**Listed records**
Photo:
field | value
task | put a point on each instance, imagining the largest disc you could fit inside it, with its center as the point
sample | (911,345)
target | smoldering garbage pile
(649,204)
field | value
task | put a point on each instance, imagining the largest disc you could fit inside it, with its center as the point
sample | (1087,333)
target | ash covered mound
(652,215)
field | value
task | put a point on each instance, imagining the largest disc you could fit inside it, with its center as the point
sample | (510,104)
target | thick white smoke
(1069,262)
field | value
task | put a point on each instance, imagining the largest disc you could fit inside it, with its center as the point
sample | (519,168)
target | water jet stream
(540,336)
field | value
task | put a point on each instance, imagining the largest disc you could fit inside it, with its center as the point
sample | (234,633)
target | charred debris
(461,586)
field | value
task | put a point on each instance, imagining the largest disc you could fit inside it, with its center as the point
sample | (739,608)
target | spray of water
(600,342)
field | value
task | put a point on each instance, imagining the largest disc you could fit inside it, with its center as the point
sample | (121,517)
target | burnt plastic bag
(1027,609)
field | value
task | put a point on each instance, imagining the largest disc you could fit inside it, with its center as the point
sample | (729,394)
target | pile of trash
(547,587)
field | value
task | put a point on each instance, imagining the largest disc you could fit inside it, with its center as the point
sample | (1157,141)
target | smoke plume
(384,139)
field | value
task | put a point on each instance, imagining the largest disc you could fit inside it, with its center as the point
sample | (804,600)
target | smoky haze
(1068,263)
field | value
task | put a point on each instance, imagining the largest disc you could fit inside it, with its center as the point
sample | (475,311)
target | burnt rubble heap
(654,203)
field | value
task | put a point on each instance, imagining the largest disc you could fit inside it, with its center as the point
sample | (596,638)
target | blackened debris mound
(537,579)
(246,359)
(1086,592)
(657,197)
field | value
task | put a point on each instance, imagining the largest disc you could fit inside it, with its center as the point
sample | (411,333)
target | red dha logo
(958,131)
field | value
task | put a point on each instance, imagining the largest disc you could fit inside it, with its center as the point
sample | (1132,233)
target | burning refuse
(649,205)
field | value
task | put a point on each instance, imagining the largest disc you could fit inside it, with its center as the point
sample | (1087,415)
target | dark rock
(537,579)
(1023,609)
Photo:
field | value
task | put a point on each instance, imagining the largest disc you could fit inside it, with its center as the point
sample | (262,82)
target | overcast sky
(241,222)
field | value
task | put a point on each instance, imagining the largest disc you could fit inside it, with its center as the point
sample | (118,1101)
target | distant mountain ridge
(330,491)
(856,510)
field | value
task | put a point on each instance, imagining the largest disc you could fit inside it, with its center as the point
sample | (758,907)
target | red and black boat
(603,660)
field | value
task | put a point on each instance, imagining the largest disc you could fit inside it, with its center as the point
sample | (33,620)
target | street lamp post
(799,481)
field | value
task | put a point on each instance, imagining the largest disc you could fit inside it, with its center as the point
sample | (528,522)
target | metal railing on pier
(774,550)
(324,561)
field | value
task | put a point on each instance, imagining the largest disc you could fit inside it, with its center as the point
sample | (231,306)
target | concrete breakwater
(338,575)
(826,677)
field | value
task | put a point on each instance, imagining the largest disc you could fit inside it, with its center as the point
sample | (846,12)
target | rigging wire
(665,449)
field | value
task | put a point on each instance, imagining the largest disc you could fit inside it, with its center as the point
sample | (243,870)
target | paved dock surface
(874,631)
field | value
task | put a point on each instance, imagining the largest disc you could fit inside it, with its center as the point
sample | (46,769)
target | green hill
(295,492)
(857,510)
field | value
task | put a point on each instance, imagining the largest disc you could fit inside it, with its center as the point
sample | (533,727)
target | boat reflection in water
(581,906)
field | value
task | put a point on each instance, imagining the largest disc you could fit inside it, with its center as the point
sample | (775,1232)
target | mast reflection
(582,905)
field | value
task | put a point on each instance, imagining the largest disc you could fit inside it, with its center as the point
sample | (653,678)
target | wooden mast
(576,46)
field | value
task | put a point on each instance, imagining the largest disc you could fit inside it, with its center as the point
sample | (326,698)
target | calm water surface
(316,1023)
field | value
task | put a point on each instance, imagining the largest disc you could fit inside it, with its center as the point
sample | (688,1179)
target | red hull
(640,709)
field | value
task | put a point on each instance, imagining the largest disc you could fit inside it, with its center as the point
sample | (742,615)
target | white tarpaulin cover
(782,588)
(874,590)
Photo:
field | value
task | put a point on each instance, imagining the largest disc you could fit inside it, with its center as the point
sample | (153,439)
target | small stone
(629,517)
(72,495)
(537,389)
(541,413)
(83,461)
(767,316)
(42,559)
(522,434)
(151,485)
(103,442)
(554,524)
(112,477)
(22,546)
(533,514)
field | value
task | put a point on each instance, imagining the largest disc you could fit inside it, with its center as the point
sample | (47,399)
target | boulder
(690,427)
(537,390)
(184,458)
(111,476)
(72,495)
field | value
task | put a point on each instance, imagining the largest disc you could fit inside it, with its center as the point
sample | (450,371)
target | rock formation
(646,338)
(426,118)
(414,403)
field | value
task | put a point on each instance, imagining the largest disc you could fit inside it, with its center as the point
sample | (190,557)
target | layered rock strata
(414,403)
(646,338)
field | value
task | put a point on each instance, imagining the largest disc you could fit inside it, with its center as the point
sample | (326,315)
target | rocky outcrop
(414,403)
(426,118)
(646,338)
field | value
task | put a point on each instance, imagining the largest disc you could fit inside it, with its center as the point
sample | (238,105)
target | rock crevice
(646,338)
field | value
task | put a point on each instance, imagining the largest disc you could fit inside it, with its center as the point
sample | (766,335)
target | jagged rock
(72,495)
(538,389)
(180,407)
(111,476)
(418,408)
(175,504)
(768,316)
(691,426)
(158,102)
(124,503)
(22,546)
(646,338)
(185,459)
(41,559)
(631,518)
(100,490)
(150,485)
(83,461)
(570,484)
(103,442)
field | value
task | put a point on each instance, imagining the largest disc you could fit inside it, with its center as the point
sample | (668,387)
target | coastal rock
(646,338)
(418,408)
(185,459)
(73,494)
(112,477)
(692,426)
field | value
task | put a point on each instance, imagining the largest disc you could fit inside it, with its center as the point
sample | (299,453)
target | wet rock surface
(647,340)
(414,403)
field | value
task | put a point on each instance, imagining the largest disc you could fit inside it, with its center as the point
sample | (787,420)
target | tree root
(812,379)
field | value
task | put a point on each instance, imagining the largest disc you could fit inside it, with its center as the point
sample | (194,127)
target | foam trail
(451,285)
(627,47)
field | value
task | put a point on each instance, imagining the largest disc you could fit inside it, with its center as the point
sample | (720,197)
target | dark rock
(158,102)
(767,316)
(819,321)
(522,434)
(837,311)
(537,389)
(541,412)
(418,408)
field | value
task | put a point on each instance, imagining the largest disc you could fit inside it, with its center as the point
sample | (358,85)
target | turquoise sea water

**Description of the task**
Output the records once more, exactly as they stand.

**Exercise solution**
Photo:
field | value
task | put a point on each instance, imagining the largest disc you could fit inside it, with its center as the point
sample | (911,345)
target | smoldering garbage pile
(649,204)
field | value
task | put a point on each instance, imagining the largest disc you could fit inside it, with its center as the point
sample | (1087,333)
target | ash covered mound
(652,215)
field | value
task | put a point on each instance, imagining the largest disc you could fit inside it, with its center as the point
sample | (510,104)
target | thick white smoke
(1069,262)
field | value
task | put a point on each instance, imagining the largest disc you could fit inside it, with its center as the point
sample | (519,168)
target | water jet stream
(540,336)
field | value
task | put a point on each instance, imagining the largest disc you could fit inside it, with its center as the point
sample | (234,633)
target | charred debris
(461,586)
field | value
task | put a point on each instance, imagining the largest disc you could fit inside it, with its center as the point
sample | (739,608)
target | spray of water
(600,342)
field | value
task | put a point on each instance, imagining the largest disc you could fit inside it, with its center as the point
sample | (121,517)
target | burnt plastic bag
(1027,609)
field | value
task | put a point on each instance, imagining the largest disc you could fit inside it, with its center as the point
sample | (729,394)
target | pile of trash
(547,587)
field | value
task | put a point on each instance, imagining the largest disc you could fit inside it, with its center as the point
sample | (1157,141)
target | smoke plume
(384,139)
field | value
task | put a point on each instance, imagining the largest disc you could fit inside it, with its center as the point
sample | (804,600)
target | smoky haze
(1068,263)
field | value
task | put a point on each instance, imagining the largest disc you could fit inside it, with its center as the point
sample | (475,311)
target | burnt rubble heap
(654,203)
field | value
task | put a point on each instance, imagining the largest disc you could fit inside it, with its center as the point
sample | (596,638)
target | blackened debris mound
(537,579)
(246,359)
(1086,592)
(657,197)
field | value
task | put a point on each instance, imagining the largest disc you could fit inside it, with its center as the point
sample | (411,333)
target | red dha logo
(958,131)
field | value
task | put a point on each instance, imagining the largest disc you could fit inside it, with its center as the point
sample | (1132,233)
target | burning refuse
(649,205)
field | value
task | put a point on each instance, imagining the largest disc you could fit inside it, with its center as the point
sample | (1087,415)
target | dark rock
(537,579)
(1023,609)
Photo:
field | value
task | put a point on each instance, imagining the largest disc you could fit inside it, with its center as the point
sample | (262,82)
target | overcast sky
(241,222)
field | value
task | put a point on each instance, imagining the largest disc you could fit inside it, with its center as the point
sample | (118,1101)
target | distant mountain ridge
(330,491)
(856,510)
field | value
task | put a point on each instance, imagining the largest disc you could fit inside it, with its center as the point
sample | (758,907)
target | red and black boat
(603,660)
field | value
task | put a point on each instance, imagining the largest disc you could fit inside it, with its center as the point
sample | (33,620)
target | street lamp post
(799,481)
field | value
task | put a point on each instance, imagining the largest disc you could fit inside it, with its center as the point
sample | (528,522)
target | metal railing on pier
(774,550)
(324,561)
field | value
task | put a point on each instance, imagining the largest disc you could fit inside it, with its center as the point
sample | (231,306)
target | concrete breakwater
(338,575)
(826,677)
field | value
task | put a point on each instance, imagining the largest disc you could fit inside it, with its center as the point
sample | (846,12)
target | rigging wire
(665,449)
field | value
task | put a point on each instance, imagining the largest disc you could fit inside it, with its center as the point
sample | (243,870)
target | paved dock surface
(874,631)
field | value
task | put a point on each instance, imagining the largest disc you could fit inside it, with its center as the point
sample | (46,769)
target | green hill
(295,492)
(857,510)
field | value
task | put a point on each instance, imagining the largest disc you could fit inside it, with its center as the point
sample | (533,727)
target | boat reflection in water
(581,906)
field | value
task | put a point on each instance, imagining the largest disc you could fit inside it, with its center as the point
sample | (775,1232)
target | mast reflection
(582,905)
field | value
task | put a point on each instance, imagining the largest disc you could fit inside it, with its center as the point
sample | (653,678)
target | wooden mast
(576,46)
field | value
task | put a point on each instance, imagining the largest disc you could fit inside it, with its center as the point
sample | (326,698)
target | calm water surface
(316,1023)
field | value
task | put a point on each instance, imagining the largest disc you could fit inside it, with its center as the point
sample | (688,1179)
target | red hull
(640,709)
field | value
task | put a point on each instance, imagining the largest disc you could fit inside it, with its center as the point
sample | (742,615)
target | white tarpaulin cover
(782,588)
(874,590)
Photo:
field | value
task | put a point on each instance, imagining the largest disc you could fit inside it, with its center as the point
sample | (153,439)
target | small stone
(629,517)
(72,495)
(537,389)
(541,413)
(83,461)
(767,316)
(42,559)
(522,434)
(151,485)
(103,442)
(554,524)
(112,477)
(22,546)
(533,514)
field | value
task | put a point on each instance, imagining the largest disc you could fit inside it, with its center as the point
sample | (47,399)
target | boulder
(690,427)
(537,390)
(184,458)
(111,476)
(72,495)
field | value
task | put a point on each instance, imagining the largest disc you could fit inside it, with its center as the point
sample | (450,371)
target | rock formation
(646,338)
(426,118)
(414,403)
field | value
task | put a point on each instance, imagining the largest disc you could fit inside it, with its center as the point
sample | (190,557)
target | layered rock strata
(414,403)
(646,338)
field | value
task | put a point on each instance, imagining the largest disc you could fit inside it, with its center as the point
sample | (326,315)
target | rocky outcrop
(414,403)
(426,118)
(646,338)
field | value
task | put a point on each instance, imagining the largest disc you could fit inside it, with its center as the point
sample | (238,105)
target | rock crevice
(646,338)
field | value
task | put a point on each instance, imagining the largest disc you could fit inside it, with its center as the point
sample | (766,335)
target | jagged rock
(72,495)
(538,389)
(180,407)
(111,476)
(418,408)
(175,504)
(768,316)
(691,426)
(158,102)
(124,503)
(22,546)
(646,338)
(185,459)
(41,559)
(631,518)
(100,490)
(150,485)
(83,461)
(570,484)
(103,442)
field | value
task | put a point on each instance, imagining the largest disc you could fit inside it, with its center as the point
sample | (668,387)
target | coastal rock
(646,338)
(418,408)
(185,459)
(73,494)
(112,477)
(692,426)
field | value
task | put a point on each instance, imagining the largest disc you could fit inside it, with its center as the point
sample | (299,453)
target | wet rock surface
(647,340)
(414,403)
field | value
task | put a point on each instance, imagining the largest disc you could fit inside it, with its center as the point
sample | (787,420)
target | tree root
(812,379)
field | value
task | put a point on each instance, imagining the largest disc you could fit inside it, with its center as the point
sample | (194,127)
target | foam trail
(451,285)
(627,47)
field | value
task | put a point on each instance, imagining the largest disc you could fit inside it, with its center as the point
sample | (720,197)
target | dark rock
(158,102)
(767,316)
(819,321)
(522,434)
(837,311)
(537,389)
(541,412)
(418,408)
field | value
task | put a point on each instance, imagining the largest disc you could fit inside it, with its center as the point
sample | (358,85)
target | turquoise sea water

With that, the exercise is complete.